Segmentation mask data
====

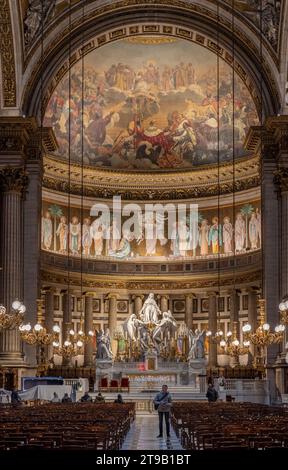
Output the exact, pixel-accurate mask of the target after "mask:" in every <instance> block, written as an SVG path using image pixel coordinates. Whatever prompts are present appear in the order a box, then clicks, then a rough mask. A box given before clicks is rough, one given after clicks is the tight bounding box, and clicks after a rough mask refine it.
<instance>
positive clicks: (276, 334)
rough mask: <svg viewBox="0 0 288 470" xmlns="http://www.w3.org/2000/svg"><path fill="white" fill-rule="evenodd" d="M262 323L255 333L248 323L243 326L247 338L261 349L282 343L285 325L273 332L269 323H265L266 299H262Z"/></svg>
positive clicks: (243, 331)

====

Task prompt
Quote every line of the entries above word for word, leaving out the pictures.

Task solution
Output the exact, pixel-accurate mask of the target after "mask:" in every <instance> block, written as an SVG path using image pixel coordinates. Whatever prompts are present appear in the order a box, then clicks, then a rough mask. A box given before clicks is rough, one given after clicks is the tight bounding box, and clicks after a rough mask refine it.
<instance>
positive clicks: (276, 334)
rough mask: <svg viewBox="0 0 288 470" xmlns="http://www.w3.org/2000/svg"><path fill="white" fill-rule="evenodd" d="M262 323L255 333L248 323L243 326L247 338L261 349L282 343L285 325L273 332L269 323H265L266 299H262Z"/></svg>
positive clicks: (243, 331)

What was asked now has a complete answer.